_RECORDS SUPPLIED_.

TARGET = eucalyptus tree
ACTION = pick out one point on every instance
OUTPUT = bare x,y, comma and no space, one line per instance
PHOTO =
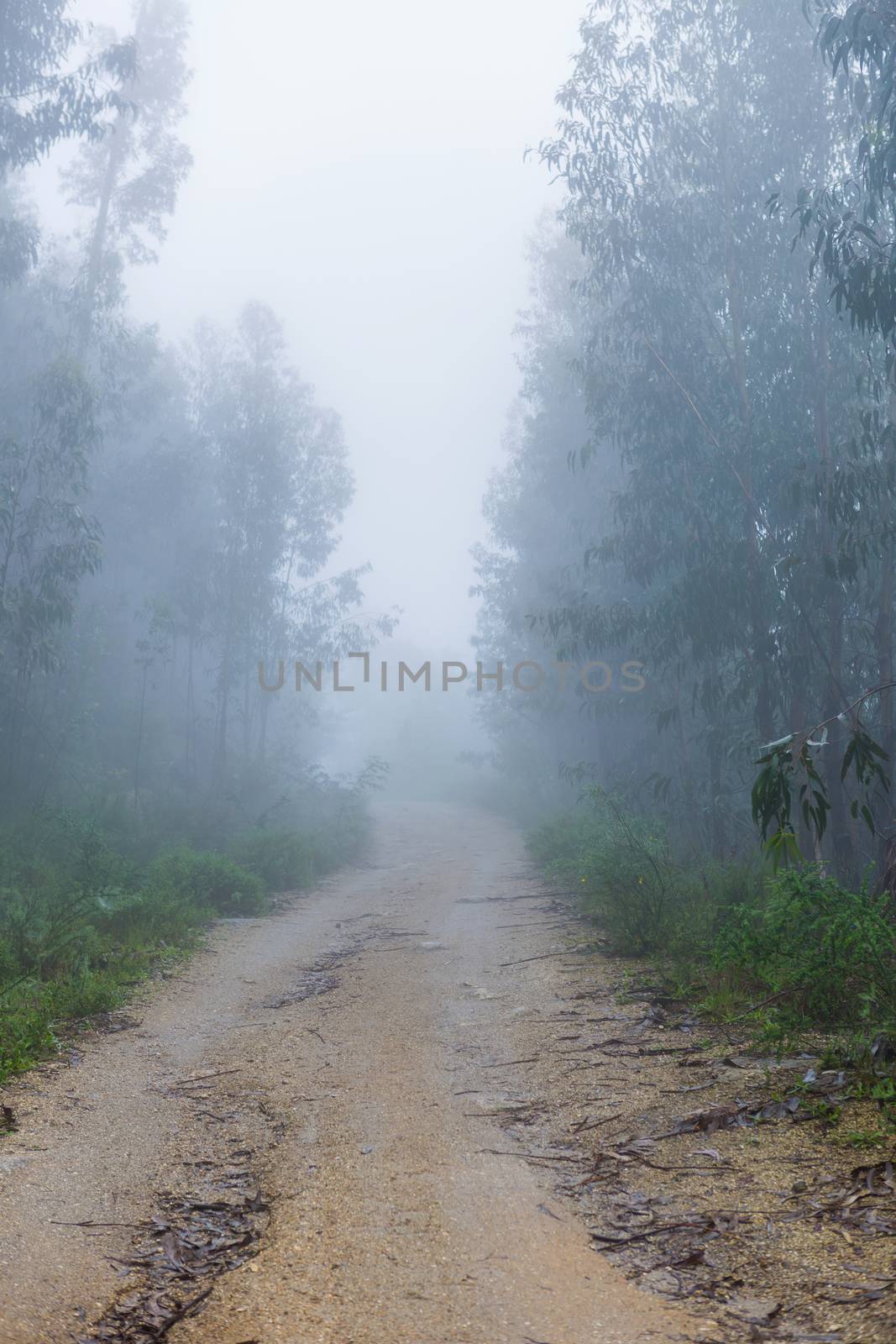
281,483
130,176
49,94
715,374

_WHAT YOU ARE ASKED TO DO_. Output each line of the listing above, word for word, from the one holding "OUTPUT = bare" through the last line, both included; omit the pictures.

_EXERCISE ANSWER_.
OUTPUT = bare x,y, comma and no space, one line per instance
PHOTO =
281,483
130,176
49,94
715,374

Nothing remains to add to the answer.